Copy out the data below word for word, leaving out the pictures.

==== Material provided ====

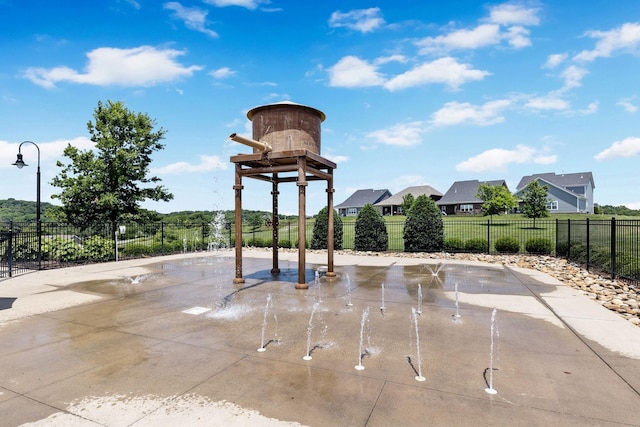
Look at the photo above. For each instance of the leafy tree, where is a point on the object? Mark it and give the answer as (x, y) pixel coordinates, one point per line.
(370, 230)
(407, 202)
(534, 201)
(423, 228)
(321, 230)
(107, 184)
(255, 219)
(497, 199)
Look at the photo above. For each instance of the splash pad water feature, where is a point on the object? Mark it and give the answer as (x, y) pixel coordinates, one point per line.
(533, 358)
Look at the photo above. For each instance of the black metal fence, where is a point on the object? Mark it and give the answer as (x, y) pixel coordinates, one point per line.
(607, 245)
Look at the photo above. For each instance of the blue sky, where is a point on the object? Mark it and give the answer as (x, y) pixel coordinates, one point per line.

====

▶ [Written response]
Look at the photo above. For each instance of the leafy tree, where is a point on the object? Mark it and give the answer as (x, y) pixel coordinates, one point per line.
(370, 230)
(407, 202)
(534, 201)
(423, 228)
(321, 230)
(107, 184)
(255, 219)
(497, 199)
Look at the photo above. For each instance of the splash pad water feature, where is a point on the object? Mark it and give the answer as (x, y) pixel coordinates, one point per line.
(533, 358)
Look at the photo above. For each instance of the black metal fence, where is a point on the object? Mark it and give the answer as (x, y) pixel coordinates, one point per line.
(607, 245)
Look at the photo above. For each instance of the blue sky, where is a point on the object? Mark it and give the answer as (x, y) pixel coordinates, one point per line.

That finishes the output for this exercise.